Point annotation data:

○ ○ ○ ○

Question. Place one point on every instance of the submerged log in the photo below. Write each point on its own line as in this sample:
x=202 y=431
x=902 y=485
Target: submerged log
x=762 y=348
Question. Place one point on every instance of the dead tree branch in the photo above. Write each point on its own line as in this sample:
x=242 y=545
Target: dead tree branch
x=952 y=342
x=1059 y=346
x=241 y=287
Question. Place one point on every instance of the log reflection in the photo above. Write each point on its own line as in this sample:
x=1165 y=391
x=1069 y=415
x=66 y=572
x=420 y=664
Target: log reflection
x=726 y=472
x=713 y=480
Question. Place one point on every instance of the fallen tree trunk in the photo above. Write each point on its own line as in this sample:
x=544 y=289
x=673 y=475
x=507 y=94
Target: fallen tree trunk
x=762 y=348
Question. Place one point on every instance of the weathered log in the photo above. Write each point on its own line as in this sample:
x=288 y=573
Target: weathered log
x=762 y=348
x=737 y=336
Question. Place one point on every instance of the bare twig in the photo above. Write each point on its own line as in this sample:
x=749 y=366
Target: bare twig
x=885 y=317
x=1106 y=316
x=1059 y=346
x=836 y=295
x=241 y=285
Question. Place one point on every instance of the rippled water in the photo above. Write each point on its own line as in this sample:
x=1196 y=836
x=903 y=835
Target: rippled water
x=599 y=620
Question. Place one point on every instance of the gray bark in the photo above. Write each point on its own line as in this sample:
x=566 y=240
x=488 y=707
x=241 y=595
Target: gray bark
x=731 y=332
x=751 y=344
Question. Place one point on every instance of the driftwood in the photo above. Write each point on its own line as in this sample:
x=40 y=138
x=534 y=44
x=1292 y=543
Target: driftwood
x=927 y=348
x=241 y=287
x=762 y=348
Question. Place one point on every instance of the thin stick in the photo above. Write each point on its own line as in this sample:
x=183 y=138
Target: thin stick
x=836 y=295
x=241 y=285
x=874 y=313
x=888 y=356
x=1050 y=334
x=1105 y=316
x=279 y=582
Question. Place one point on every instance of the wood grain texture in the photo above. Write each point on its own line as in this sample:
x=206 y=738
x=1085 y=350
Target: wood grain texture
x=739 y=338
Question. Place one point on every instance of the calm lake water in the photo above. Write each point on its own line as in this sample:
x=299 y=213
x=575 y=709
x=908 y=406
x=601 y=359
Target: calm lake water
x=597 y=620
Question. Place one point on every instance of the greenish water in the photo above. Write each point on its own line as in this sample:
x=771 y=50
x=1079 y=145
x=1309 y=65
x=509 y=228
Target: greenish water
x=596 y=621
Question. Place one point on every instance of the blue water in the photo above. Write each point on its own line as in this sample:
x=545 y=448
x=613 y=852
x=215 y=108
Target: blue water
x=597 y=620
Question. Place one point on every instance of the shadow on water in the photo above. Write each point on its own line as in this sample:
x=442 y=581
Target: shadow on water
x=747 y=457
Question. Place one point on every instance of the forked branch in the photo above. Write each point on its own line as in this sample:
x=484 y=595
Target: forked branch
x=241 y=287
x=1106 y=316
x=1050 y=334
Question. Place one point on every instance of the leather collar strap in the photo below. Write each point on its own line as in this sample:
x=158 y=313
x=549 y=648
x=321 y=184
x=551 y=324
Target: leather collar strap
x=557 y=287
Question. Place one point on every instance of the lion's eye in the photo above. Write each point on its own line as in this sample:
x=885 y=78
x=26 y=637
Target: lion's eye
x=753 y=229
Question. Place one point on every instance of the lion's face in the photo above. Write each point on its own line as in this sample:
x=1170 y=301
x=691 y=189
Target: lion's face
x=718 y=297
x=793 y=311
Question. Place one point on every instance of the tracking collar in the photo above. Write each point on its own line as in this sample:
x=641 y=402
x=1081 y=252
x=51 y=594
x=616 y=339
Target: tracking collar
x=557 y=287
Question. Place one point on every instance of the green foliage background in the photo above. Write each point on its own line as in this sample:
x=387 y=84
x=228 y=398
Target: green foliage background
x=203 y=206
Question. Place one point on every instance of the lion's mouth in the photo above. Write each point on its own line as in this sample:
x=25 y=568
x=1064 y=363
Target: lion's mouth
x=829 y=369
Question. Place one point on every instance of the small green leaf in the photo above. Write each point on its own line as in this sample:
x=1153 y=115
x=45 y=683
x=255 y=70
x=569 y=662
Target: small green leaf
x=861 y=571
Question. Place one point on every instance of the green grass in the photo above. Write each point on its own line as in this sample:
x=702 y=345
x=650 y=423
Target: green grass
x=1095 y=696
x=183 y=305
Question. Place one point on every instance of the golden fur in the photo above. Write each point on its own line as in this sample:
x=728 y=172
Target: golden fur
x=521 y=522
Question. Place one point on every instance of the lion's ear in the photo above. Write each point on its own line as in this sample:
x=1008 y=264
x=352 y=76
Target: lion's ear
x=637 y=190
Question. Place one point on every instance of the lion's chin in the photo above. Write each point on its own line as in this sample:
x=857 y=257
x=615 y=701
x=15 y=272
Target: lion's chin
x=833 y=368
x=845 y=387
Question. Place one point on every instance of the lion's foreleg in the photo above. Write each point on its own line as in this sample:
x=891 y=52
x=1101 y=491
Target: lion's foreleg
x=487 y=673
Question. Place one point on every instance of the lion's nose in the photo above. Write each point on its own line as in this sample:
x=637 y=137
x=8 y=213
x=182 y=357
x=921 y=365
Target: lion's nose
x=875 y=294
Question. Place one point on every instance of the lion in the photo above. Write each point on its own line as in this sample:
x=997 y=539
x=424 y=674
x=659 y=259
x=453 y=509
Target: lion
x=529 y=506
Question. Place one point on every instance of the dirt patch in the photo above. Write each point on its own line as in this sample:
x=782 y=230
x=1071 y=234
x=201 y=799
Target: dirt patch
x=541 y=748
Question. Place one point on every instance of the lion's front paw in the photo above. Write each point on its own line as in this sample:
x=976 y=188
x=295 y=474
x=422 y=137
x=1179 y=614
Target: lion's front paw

○ ○ ○ ○

Rewrite all of the lines above, replacing "Place one point" with "Mark one point" wherever it occurs and leaving everything else the same.

# FINAL RESULT
Question. Mark one point on every instance of the submerged log in the photo below. Write each point on its own line as in this sample:
x=202 y=431
x=902 y=485
Target: submerged log
x=762 y=348
Question. Mark one point on every instance of the dead tree branch in the photo above. Write each point on its own line as in this sample:
x=242 y=545
Target: dead tree branch
x=952 y=342
x=1059 y=346
x=241 y=287
Question. Mark one point on every instance of the log reflection in the photo above. Write each point on its own line as in this sample:
x=1165 y=391
x=1069 y=415
x=66 y=572
x=420 y=664
Target: log reflection
x=726 y=472
x=713 y=480
Question. Mark one point on every instance of the fallen tree trunk in the photo above. Write each point on its own line as in this sample:
x=544 y=289
x=673 y=475
x=507 y=94
Target: fallen tree trunk
x=762 y=348
Question. Mark one point on every instance of the weathered log in the photo above. Write each point on its own line as in this sample:
x=288 y=573
Target: weathered log
x=762 y=348
x=737 y=336
Question. Mark one point on every instance of the bare twig in the photo above. Write each point on its own line as in this sample:
x=749 y=366
Target: bare twig
x=885 y=317
x=1106 y=316
x=1059 y=346
x=836 y=295
x=241 y=285
Question. Mark one point on every instance of the rippled water in the photo above. Write each point on its own line as in this sample:
x=1196 y=836
x=903 y=835
Target: rippled water
x=599 y=620
Question. Mark one point on every instance of the gray bark in the photo above. Write each point on its own line as in this sample:
x=566 y=240
x=488 y=707
x=241 y=595
Target: gray bark
x=731 y=332
x=751 y=344
Question. Mark one point on every instance of the driftwood in the photo above. Write each point on its own line as in this sample:
x=40 y=138
x=534 y=44
x=1292 y=543
Target: driftwood
x=927 y=348
x=241 y=287
x=762 y=348
Question. Mark one point on every instance of the thin stick in the photo above. Write each point on its own line as in this sample:
x=183 y=138
Target: thin stick
x=836 y=295
x=241 y=285
x=874 y=313
x=888 y=356
x=1050 y=334
x=1105 y=316
x=279 y=582
Question. Mark one point on every instance of the wood grain texture in the photo above. Write each point on its own line as in this sample:
x=206 y=738
x=1085 y=350
Target: wood grain texture
x=739 y=338
Question. Mark one point on every instance of the calm lake water in the photo above. Write each point on its own line as in this sample:
x=299 y=213
x=575 y=709
x=908 y=406
x=601 y=359
Target: calm lake water
x=597 y=620
Question. Mark one point on every instance of the greenish water in the photo above. Write each point on its own line as in this sample:
x=771 y=50
x=1079 y=145
x=1309 y=65
x=509 y=228
Target: greenish water
x=596 y=621
Question. Mark one point on every instance of the blue water in the photo above. Write each point on its own line as in this sample:
x=545 y=448
x=613 y=852
x=215 y=108
Target: blue water
x=597 y=620
Question. Mark one point on every instance of the shadow on water in the photo above. Write each point on its own line as in this sample:
x=442 y=581
Target: shadow on water
x=747 y=457
Question. Mark one point on every instance of the forked branch in the photo above. Write each point on its own line as in this sample:
x=484 y=595
Target: forked branch
x=241 y=287
x=1106 y=316
x=1050 y=334
Question. Mark one point on every instance of the leather collar strap in the photo below. Write each point on its own line as in this sample:
x=158 y=313
x=549 y=648
x=321 y=184
x=551 y=324
Target: leather collar strap
x=557 y=287
Question. Mark one point on every instance of the lion's eye in the photo above. Write each point on its own line as in this sample:
x=885 y=78
x=26 y=637
Target: lion's eye
x=753 y=229
Question. Mark one point on every instance of the lion's face in the photo above. Write each point on its own line as in this sample:
x=1170 y=301
x=691 y=189
Target: lion's face
x=718 y=297
x=793 y=311
Question. Mark one point on every instance of the tracking collar in the photo above. Write each point on its own line as in this sample:
x=641 y=402
x=1081 y=252
x=51 y=594
x=616 y=339
Target: tracking collar
x=557 y=287
Question. Mark one point on every instance of the green foliage background in the photo above. Write each point on its own line as in this sample:
x=387 y=84
x=228 y=398
Target: green foliage background
x=203 y=206
Question. Mark one point on every instance of the lion's mouth in the photo above. Write each point on its own line as in this sample:
x=25 y=568
x=1064 y=363
Target: lion's mouth
x=829 y=369
Question. Mark one point on every instance of the small green leaf in the photo above. Write each point on its own line as in this sample:
x=1153 y=115
x=45 y=683
x=255 y=70
x=569 y=662
Target: small green leaf
x=861 y=571
Question. Mark one point on every instance of the green grass in the photo above. Write each point on its own line as in this sample:
x=702 y=345
x=650 y=423
Target: green grass
x=1095 y=696
x=183 y=305
Question. Mark one point on every instance of the golden fur in the photo above. Write each point on its own line as in this sample:
x=728 y=172
Target: golden fur
x=521 y=522
Question. Mark one point on every instance of the lion's ear in the photo above. Write each point on its own line as in this sample:
x=1008 y=264
x=352 y=76
Target: lion's ear
x=637 y=190
Question. Mark one point on every instance of the lion's chin in the photo above. Write each point on its own line as in this sample:
x=857 y=257
x=615 y=701
x=15 y=272
Target: lion's chin
x=833 y=368
x=845 y=387
Question. Mark one point on every instance of the lion's foreleg in the photo above. Write each point on its own line as in this sample:
x=891 y=52
x=1101 y=491
Target: lion's foreleg
x=487 y=673
Question. Mark one point on every instance of the lion's nose in the photo above. Write each point on its own line as in this sample:
x=637 y=137
x=8 y=213
x=182 y=357
x=921 y=365
Target: lion's nose
x=875 y=294
Question. Mark one point on every instance of the lion in the photo above. Write each point on its own line as in this sample:
x=997 y=539
x=424 y=674
x=659 y=259
x=453 y=509
Target: lion
x=529 y=506
Question. Mark one point on every instance of the dirt patch in the photo above. Write each point on its own line as in this sample:
x=782 y=230
x=1071 y=234
x=201 y=799
Target: dirt patch
x=541 y=748
Question. Mark one point on every instance of the lion's front paw in the photo above. Write each point on its own line as in this sample:
x=976 y=188
x=295 y=474
x=422 y=137
x=1179 y=614
Target: lion's front paw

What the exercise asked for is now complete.